▶ **RECORD SET**:
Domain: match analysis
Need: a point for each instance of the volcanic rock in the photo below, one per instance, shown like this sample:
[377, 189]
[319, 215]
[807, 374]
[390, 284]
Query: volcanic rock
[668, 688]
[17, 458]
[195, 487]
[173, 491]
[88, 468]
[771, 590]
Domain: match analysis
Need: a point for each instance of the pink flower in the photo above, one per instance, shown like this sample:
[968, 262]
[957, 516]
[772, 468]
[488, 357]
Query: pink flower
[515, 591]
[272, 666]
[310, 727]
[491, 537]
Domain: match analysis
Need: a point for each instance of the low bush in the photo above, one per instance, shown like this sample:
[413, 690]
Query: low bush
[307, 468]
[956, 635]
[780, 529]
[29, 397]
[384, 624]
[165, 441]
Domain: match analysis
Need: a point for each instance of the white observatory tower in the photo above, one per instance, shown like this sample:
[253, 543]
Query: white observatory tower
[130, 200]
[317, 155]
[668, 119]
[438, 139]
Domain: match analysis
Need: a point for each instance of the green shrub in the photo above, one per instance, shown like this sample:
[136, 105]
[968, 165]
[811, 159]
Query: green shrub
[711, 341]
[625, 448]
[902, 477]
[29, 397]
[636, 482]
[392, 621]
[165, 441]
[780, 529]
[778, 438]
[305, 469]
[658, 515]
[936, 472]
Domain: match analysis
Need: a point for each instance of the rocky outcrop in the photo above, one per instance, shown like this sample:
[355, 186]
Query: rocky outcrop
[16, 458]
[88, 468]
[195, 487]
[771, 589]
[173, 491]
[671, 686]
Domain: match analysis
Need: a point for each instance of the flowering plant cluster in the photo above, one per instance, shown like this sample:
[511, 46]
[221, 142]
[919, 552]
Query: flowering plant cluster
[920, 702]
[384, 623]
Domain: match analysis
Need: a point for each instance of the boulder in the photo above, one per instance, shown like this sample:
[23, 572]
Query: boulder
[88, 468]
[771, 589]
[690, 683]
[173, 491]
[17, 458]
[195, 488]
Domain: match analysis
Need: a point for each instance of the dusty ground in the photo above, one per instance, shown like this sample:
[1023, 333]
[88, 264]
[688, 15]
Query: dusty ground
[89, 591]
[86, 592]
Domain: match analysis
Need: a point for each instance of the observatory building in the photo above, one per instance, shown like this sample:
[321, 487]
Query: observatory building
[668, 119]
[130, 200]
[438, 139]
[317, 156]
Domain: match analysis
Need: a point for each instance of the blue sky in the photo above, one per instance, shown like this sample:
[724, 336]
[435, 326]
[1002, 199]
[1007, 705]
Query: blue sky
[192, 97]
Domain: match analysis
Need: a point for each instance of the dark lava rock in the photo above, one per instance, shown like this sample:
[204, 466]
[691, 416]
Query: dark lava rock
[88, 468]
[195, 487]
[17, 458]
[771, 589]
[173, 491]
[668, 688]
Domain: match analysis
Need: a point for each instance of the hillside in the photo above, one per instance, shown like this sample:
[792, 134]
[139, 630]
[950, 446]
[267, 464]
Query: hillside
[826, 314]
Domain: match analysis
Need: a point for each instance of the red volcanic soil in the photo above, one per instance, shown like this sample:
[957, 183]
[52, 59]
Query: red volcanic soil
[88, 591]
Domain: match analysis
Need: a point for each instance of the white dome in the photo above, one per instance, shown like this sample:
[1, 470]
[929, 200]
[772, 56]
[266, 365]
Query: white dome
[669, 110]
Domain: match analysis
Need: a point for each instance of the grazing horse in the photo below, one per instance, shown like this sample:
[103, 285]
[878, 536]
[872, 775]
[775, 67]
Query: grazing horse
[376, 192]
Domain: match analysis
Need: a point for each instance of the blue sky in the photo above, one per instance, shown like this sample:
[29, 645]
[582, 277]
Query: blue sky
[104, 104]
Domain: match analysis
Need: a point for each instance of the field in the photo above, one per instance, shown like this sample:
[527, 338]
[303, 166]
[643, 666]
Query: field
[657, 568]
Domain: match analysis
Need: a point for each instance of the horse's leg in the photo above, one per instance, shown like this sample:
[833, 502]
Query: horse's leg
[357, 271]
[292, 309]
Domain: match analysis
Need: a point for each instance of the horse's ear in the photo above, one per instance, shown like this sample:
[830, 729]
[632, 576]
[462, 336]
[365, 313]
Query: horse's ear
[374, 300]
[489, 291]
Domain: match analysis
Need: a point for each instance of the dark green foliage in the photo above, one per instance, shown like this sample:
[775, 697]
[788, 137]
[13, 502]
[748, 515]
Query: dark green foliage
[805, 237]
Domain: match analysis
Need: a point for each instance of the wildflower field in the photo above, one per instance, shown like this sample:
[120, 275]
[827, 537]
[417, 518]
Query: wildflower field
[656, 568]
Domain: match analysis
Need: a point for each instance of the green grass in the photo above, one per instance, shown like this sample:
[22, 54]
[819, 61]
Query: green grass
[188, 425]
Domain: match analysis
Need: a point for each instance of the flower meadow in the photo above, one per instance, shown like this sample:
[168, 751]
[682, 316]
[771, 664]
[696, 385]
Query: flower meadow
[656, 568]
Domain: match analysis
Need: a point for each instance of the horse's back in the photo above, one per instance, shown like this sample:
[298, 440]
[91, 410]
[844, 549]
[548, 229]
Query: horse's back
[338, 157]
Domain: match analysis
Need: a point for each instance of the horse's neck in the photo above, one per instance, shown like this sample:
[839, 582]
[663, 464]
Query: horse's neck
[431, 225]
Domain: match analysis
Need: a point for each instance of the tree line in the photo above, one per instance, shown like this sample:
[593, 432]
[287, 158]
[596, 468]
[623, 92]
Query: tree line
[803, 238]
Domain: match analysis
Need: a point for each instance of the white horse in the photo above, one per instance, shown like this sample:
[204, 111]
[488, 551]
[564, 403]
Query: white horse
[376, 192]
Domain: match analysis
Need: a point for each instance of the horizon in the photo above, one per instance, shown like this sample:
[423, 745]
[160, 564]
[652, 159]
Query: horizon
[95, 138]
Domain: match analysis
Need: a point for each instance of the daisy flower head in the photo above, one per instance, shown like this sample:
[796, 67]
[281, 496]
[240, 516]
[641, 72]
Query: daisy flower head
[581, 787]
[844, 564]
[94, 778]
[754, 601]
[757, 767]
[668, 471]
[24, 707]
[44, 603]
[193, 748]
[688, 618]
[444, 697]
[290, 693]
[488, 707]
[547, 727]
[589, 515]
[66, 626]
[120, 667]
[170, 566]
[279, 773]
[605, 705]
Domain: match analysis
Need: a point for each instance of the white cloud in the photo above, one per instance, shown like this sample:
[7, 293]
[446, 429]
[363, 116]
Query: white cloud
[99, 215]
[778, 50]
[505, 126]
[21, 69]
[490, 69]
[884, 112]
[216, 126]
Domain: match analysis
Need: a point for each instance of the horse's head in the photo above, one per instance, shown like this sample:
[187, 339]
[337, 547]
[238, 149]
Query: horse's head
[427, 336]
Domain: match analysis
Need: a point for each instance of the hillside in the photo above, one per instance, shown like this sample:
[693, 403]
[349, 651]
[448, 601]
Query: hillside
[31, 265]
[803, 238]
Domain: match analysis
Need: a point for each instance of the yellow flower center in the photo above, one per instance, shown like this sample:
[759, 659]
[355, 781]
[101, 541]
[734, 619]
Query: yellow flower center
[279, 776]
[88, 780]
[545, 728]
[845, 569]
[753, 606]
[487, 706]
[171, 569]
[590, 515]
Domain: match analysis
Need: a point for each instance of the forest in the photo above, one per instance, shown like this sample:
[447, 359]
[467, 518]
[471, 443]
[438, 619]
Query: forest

▶ **OBJECTIVE**:
Copy the data above exactly. Every line must be included.

▶ **ANSWER**:
Domain: match analysis
Need: a point for each instance of the volcanic rock in the photo below, one per instance, shown like this sample:
[377, 189]
[319, 215]
[807, 374]
[390, 284]
Query: volcanic rock
[668, 688]
[17, 458]
[195, 487]
[173, 491]
[88, 468]
[771, 590]
Domain: match analysis
Need: a point for each instance of the pink flower in the photo above, one per instance, shown like this sample:
[968, 262]
[957, 516]
[772, 468]
[488, 357]
Query: pink flower
[515, 591]
[272, 666]
[310, 727]
[491, 537]
Domain: match analysis
Need: a point for each instance of the low bush in the photo above, one per instance, shown like this sample:
[413, 690]
Query: low bush
[307, 468]
[956, 635]
[780, 529]
[29, 397]
[384, 624]
[165, 441]
Domain: match analysis
Need: a point for each instance of the white observatory tower in the photo above, one per instance, shown like this sample:
[253, 543]
Query: white observatory tower
[130, 200]
[317, 155]
[668, 119]
[438, 139]
Domain: match analysis
Need: a point for each instance of the green shrub in the photo above, one per instance, shown like this sample:
[136, 105]
[968, 165]
[811, 159]
Query: green shrub
[711, 341]
[625, 448]
[902, 477]
[29, 397]
[636, 482]
[392, 621]
[165, 441]
[780, 529]
[778, 438]
[305, 469]
[658, 515]
[936, 472]
Domain: match analysis
Need: a point for each instance of the rocky outcrop in the photo above, one per instance, shown like this sample:
[355, 186]
Query: rocky outcrop
[16, 458]
[88, 468]
[195, 487]
[771, 589]
[173, 491]
[671, 686]
Domain: match analysis
Need: a point for each instance of the flowering plant cluster in the photo above, one per instance, shown like this sample:
[511, 46]
[221, 142]
[919, 552]
Query: flowering plant cluster
[920, 702]
[384, 623]
Domain: match analysis
Need: a point for each instance of the boulder in the photo above, one per instance, shown like this sample:
[23, 572]
Query: boulder
[88, 468]
[771, 589]
[690, 683]
[173, 491]
[17, 458]
[195, 488]
Domain: match analysis
Need: a point for each instance of the dusty ground in the photo above, one per instance, shown like this sample:
[1023, 333]
[88, 264]
[688, 15]
Query: dusty ground
[89, 591]
[86, 592]
Domain: match analysis
Need: a point for each instance of the observatory building in the photo above, one per instance, shown like this sample:
[321, 487]
Query: observatory building
[668, 119]
[130, 200]
[438, 139]
[317, 156]
Domain: match analysis
Need: a point for each instance of the blue sky in the photo above, one per instance, shown like this sample:
[724, 336]
[435, 326]
[1002, 199]
[1007, 705]
Query: blue sky
[192, 97]
Domain: match analysis
Need: a point for each instance of the dark lava rock in the photo above, one per instance, shown like this sample:
[204, 466]
[691, 416]
Query: dark lava rock
[88, 468]
[195, 487]
[17, 458]
[771, 589]
[173, 491]
[668, 688]
Domain: match analysis
Need: a point for each instance of the hillside in the photo above, one per instance, shown like this sample:
[792, 134]
[139, 630]
[950, 446]
[267, 464]
Query: hillside
[826, 314]
Domain: match analysis
Need: a point for each instance of the red volcanic soil in the photo above, one per instance, shown like this sample:
[957, 183]
[52, 59]
Query: red volcanic soil
[88, 591]
Domain: match analysis
Need: a point for each instance of the white dome in the photo above, one per instance, shown like this sample:
[1, 470]
[929, 200]
[772, 56]
[266, 365]
Query: white dome
[669, 110]
Domain: match analysis
Need: a point for each instance of the grazing horse in the photo below, one per instance, shown like this sample:
[103, 285]
[878, 536]
[872, 775]
[775, 67]
Query: grazing horse
[376, 192]
Domain: match analysis
Need: a point for each instance of the blue sky in the photo above, one per instance, shown like this sample:
[29, 645]
[582, 277]
Query: blue sky
[104, 104]
Domain: match analysis
Need: a point for each instance of the field in the photo above, one per instance, shown like this sample:
[527, 338]
[303, 166]
[643, 666]
Query: field
[657, 568]
Domain: match analysis
Need: a point for each instance of the horse's leg in the photo above, one per instance, shown like this sample:
[833, 502]
Query: horse's leg
[357, 271]
[292, 309]
Domain: match analysis
Need: a point for each instance of the horse's ear in the photo above, one per instance, shown like this sample:
[830, 729]
[632, 576]
[462, 336]
[365, 313]
Query: horse's ear
[374, 300]
[489, 291]
Domain: match analysis
Need: a point for each instance of the dark green foliage in the photo above, one per instance, shown like this sample:
[775, 697]
[788, 137]
[13, 502]
[748, 515]
Query: dark green foliage
[805, 237]
Domain: match analysis
Need: a point for each instance of the wildflower field in the photo above, one per instance, shown like this sample:
[120, 275]
[827, 537]
[417, 518]
Query: wildflower field
[656, 568]
Domain: match analysis
Need: a point for each instance of the green grass in the photo above, one per instance, shown like this sample:
[22, 54]
[819, 61]
Query: green grass
[188, 425]
Domain: match analysis
Need: a point for each instance of the flower meadow in the photo above, one per instance, shown like this sample:
[168, 751]
[682, 316]
[771, 664]
[696, 385]
Query: flower meadow
[656, 568]
Domain: match analysis
Need: a point for each instance of the horse's back in the photo above, one per instance, shown like this sample:
[298, 440]
[91, 410]
[844, 549]
[548, 229]
Query: horse's back
[338, 157]
Domain: match analysis
Need: a point for each instance of the horse's neck in the photo above, one per instance, shown like this sample:
[839, 582]
[663, 464]
Query: horse's neck
[431, 225]
Domain: match analysis
Need: a point for each instance of the tree line in the photo above, one per instance, shown like this sample:
[593, 432]
[287, 158]
[596, 468]
[623, 92]
Query: tree line
[803, 238]
Domain: match analysis
Need: a point for each instance of the white horse in the photo above, one per instance, shown like this sample:
[204, 111]
[488, 551]
[564, 403]
Query: white horse
[376, 192]
Domain: match analysis
Need: a point for each instance of the horizon in the photo above, one per instance, shown like this sample:
[423, 745]
[160, 564]
[652, 159]
Query: horizon
[95, 138]
Domain: match analysis
Need: a point for each instance of the daisy flower head in the photo above, one per instance, shown like this sample:
[796, 67]
[281, 496]
[240, 516]
[641, 72]
Query: daisy flower head
[581, 787]
[844, 564]
[94, 778]
[754, 601]
[757, 767]
[668, 471]
[24, 707]
[44, 603]
[193, 748]
[688, 618]
[444, 697]
[290, 693]
[488, 707]
[547, 727]
[589, 515]
[66, 626]
[120, 667]
[170, 566]
[279, 773]
[605, 705]
Domain: match analysis
Need: a point for each instance of the white cloud in the photo above, one per instance, shown like this sample:
[7, 293]
[446, 429]
[363, 116]
Query: white cloud
[99, 215]
[778, 50]
[505, 126]
[21, 69]
[490, 69]
[884, 112]
[216, 126]
Domain: match analysis
Need: a point for each instance of the horse's head in the photo above, one per instance, shown like this sample:
[187, 339]
[337, 547]
[238, 149]
Query: horse's head
[427, 336]
Domain: match analysis
Need: a point for each instance of the hillside in the photo above, one per instance, shown like this sample:
[693, 403]
[349, 651]
[448, 601]
Query: hillside
[31, 265]
[803, 238]
Domain: match analysis
Need: a point for each instance of the yellow flower center in the photo above, one per instance, shown like this sample:
[759, 659]
[355, 781]
[101, 541]
[734, 619]
Query: yellow flower center
[279, 776]
[88, 780]
[545, 728]
[845, 569]
[753, 606]
[487, 706]
[171, 569]
[590, 515]
Domain: match analysis
Need: a point for each instance of the forest in the photo above, one per instance, shown like this sample:
[447, 359]
[467, 518]
[471, 443]
[438, 619]
Query: forest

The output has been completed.